:: INFORMATION ::

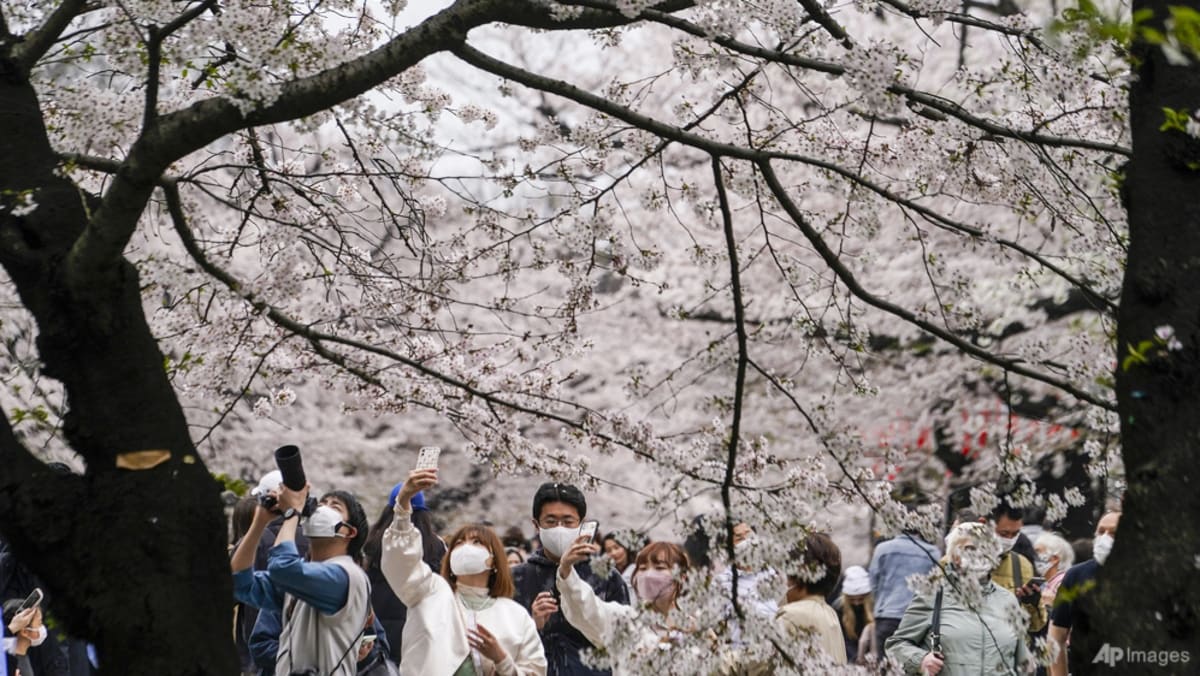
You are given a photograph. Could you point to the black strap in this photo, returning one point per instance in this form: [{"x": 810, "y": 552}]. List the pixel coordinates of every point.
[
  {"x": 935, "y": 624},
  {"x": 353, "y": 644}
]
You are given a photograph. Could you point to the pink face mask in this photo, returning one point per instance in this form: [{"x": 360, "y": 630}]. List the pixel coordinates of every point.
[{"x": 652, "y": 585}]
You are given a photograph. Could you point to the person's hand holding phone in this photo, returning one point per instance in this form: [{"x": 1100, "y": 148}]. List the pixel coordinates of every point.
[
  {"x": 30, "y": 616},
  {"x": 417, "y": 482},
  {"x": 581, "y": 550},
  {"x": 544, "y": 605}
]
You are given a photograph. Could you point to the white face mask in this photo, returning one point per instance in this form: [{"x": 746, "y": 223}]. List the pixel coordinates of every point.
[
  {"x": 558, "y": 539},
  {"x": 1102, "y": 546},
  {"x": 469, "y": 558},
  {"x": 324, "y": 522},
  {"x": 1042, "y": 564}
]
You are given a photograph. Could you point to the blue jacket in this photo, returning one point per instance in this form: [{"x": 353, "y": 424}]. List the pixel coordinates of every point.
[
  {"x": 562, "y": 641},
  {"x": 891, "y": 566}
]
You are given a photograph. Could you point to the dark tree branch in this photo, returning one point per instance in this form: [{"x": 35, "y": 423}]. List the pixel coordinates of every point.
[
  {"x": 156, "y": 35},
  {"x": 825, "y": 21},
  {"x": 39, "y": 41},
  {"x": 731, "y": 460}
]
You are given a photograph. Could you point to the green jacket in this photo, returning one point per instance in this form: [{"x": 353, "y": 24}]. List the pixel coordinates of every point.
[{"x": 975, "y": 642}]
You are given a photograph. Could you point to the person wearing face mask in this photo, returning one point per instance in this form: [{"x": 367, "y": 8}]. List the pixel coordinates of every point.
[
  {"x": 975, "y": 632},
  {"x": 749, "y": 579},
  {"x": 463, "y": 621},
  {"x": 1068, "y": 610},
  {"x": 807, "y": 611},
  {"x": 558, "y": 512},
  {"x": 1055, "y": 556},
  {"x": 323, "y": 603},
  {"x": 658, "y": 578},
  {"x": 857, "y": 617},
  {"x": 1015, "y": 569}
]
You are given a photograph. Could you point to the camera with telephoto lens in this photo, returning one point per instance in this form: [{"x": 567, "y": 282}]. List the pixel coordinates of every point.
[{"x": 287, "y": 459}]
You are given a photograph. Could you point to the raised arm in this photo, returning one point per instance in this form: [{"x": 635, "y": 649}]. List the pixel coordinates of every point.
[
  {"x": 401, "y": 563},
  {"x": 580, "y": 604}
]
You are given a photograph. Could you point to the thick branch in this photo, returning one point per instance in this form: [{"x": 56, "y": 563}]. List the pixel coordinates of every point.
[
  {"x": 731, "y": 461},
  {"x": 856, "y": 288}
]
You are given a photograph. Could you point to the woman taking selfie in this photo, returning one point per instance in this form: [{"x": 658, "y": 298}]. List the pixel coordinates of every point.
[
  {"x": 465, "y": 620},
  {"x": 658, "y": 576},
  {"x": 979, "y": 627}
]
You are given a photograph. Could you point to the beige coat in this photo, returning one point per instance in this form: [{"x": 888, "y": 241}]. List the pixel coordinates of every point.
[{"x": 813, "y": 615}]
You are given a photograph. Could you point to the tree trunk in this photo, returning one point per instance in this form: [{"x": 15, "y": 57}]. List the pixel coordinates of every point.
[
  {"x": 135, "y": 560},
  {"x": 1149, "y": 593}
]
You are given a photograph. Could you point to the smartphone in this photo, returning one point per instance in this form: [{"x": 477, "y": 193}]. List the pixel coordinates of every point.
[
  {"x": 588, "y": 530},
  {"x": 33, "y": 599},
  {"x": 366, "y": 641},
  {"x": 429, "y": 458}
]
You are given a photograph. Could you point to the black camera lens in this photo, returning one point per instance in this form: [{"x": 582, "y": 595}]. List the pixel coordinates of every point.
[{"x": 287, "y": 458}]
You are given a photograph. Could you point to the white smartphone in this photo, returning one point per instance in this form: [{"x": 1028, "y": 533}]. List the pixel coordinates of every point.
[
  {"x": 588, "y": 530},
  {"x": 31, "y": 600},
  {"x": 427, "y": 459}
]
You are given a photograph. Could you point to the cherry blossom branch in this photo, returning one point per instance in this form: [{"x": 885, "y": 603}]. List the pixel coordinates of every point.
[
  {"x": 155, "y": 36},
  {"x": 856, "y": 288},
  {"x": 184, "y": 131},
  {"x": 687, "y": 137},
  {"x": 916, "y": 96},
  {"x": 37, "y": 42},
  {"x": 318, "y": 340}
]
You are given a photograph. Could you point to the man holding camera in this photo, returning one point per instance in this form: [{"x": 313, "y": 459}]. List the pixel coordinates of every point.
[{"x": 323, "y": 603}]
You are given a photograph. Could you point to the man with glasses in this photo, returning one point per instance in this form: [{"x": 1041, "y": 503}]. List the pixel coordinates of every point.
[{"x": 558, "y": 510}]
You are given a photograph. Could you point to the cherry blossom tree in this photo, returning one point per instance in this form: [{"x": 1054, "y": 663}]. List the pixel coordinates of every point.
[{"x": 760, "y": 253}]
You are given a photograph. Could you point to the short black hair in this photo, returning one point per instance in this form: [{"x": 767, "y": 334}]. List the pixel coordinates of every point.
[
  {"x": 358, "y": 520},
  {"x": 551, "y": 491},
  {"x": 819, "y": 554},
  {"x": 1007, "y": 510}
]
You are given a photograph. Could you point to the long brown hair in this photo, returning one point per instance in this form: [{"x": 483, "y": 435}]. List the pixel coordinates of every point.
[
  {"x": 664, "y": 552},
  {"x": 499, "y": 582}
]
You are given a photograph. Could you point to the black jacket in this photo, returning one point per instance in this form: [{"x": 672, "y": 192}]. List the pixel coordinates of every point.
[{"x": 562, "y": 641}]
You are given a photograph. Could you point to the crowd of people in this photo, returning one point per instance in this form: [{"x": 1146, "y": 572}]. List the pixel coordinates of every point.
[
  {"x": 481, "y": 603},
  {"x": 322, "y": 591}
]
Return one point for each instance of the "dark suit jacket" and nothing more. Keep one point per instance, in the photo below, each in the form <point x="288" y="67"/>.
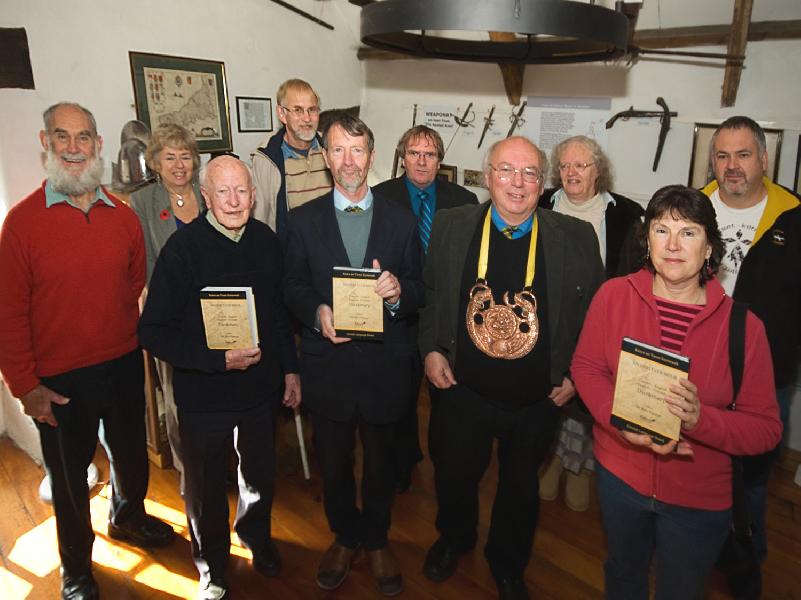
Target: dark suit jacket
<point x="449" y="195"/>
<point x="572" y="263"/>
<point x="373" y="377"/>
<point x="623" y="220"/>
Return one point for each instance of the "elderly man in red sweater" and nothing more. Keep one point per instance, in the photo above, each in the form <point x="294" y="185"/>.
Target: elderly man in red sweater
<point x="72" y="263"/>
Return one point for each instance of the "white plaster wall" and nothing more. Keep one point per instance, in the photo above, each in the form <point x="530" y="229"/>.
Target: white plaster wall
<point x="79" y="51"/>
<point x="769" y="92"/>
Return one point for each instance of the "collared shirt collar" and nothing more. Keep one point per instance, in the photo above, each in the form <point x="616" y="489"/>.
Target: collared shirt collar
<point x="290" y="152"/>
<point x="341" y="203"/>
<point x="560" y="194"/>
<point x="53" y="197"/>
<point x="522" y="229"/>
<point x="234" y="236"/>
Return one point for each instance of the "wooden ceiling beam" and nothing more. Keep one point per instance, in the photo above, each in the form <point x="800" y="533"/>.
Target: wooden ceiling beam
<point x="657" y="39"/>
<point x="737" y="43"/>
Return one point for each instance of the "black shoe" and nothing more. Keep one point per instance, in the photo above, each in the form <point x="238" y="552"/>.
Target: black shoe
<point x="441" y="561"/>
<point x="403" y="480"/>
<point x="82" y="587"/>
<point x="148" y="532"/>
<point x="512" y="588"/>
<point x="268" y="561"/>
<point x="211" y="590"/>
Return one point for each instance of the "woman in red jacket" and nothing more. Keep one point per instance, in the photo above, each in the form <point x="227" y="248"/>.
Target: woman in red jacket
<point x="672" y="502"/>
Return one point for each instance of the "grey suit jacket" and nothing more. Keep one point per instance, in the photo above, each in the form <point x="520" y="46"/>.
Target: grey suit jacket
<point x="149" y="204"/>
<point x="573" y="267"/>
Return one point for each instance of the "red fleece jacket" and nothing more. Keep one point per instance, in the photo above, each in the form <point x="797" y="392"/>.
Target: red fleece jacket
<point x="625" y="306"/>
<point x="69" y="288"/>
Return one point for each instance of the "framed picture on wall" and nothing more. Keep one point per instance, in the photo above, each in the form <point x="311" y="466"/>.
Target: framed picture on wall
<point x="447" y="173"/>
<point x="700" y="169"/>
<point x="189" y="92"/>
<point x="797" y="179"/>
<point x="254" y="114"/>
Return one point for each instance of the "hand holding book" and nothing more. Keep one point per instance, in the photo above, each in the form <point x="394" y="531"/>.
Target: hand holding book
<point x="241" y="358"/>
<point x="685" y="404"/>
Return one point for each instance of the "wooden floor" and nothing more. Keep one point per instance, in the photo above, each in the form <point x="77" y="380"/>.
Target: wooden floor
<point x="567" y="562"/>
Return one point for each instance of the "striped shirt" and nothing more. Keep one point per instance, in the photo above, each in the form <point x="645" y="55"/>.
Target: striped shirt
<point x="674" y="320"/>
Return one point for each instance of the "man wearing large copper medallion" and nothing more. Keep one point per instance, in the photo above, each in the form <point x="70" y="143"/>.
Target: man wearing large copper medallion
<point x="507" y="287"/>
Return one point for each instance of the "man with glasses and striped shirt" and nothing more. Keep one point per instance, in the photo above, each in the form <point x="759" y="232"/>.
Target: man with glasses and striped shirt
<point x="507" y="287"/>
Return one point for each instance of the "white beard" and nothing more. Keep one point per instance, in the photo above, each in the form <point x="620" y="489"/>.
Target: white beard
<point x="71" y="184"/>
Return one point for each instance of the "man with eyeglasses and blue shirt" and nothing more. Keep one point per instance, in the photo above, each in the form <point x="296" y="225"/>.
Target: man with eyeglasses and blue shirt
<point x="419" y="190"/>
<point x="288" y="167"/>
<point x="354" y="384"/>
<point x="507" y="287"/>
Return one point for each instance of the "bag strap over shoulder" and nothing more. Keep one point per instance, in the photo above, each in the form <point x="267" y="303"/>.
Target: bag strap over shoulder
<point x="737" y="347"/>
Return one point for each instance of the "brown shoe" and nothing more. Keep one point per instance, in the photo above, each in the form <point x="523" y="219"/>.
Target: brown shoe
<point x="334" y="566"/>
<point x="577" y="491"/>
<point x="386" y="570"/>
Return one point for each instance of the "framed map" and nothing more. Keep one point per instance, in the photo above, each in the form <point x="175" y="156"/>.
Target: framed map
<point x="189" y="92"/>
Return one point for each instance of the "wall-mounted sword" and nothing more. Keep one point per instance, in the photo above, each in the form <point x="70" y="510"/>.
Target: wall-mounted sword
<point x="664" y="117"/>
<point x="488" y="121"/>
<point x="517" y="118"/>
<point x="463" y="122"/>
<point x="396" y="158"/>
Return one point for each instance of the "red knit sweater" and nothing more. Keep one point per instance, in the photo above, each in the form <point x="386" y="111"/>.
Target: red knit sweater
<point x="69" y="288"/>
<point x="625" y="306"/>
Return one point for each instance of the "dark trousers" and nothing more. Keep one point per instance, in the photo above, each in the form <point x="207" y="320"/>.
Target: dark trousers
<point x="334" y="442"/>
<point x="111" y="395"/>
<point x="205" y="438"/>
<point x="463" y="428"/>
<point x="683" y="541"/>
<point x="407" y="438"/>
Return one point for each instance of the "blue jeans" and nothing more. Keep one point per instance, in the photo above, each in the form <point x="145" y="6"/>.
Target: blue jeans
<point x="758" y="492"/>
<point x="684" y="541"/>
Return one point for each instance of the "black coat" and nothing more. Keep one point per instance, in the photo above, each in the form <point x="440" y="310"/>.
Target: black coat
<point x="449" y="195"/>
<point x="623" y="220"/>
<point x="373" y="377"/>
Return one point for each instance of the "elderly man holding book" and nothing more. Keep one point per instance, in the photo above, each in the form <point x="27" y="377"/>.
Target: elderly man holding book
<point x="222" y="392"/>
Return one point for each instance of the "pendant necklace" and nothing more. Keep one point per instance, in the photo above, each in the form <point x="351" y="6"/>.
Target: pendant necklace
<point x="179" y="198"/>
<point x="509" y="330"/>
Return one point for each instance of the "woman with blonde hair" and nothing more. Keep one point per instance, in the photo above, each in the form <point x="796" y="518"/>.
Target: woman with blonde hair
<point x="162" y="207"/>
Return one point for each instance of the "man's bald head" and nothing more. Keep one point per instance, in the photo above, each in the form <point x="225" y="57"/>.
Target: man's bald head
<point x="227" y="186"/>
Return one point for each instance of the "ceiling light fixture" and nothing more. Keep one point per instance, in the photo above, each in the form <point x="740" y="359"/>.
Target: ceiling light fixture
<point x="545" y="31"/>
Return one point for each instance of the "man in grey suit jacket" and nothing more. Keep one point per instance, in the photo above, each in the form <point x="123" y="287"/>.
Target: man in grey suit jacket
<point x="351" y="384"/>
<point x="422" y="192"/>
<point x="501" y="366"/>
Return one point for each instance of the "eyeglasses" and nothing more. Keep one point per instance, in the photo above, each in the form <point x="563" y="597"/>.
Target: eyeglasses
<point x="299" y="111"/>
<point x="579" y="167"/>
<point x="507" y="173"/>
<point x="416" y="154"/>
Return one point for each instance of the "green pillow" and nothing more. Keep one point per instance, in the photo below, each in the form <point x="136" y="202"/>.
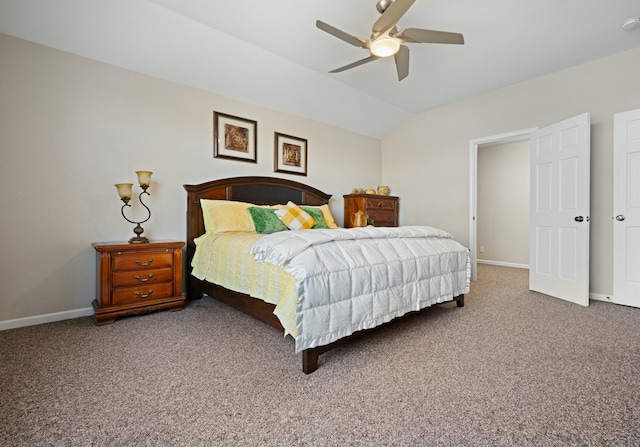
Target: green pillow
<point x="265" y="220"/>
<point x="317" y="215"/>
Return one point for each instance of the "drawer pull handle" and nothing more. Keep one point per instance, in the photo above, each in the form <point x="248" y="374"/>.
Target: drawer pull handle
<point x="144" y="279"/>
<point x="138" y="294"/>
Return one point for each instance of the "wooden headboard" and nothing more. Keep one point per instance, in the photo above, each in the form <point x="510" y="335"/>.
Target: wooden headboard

:::

Return the lines above that include the string "below".

SOLUTION TO THIS EXERCISE —
Return one point for each instance of the "dark suit jacket" and nothing more. Keep one point per instance, in the photo below, each in the form <point x="288" y="67"/>.
Return one point for each instance of the "green pillow" and nothing more. Keep one point per instance, in the photo below, each in the form <point x="136" y="202"/>.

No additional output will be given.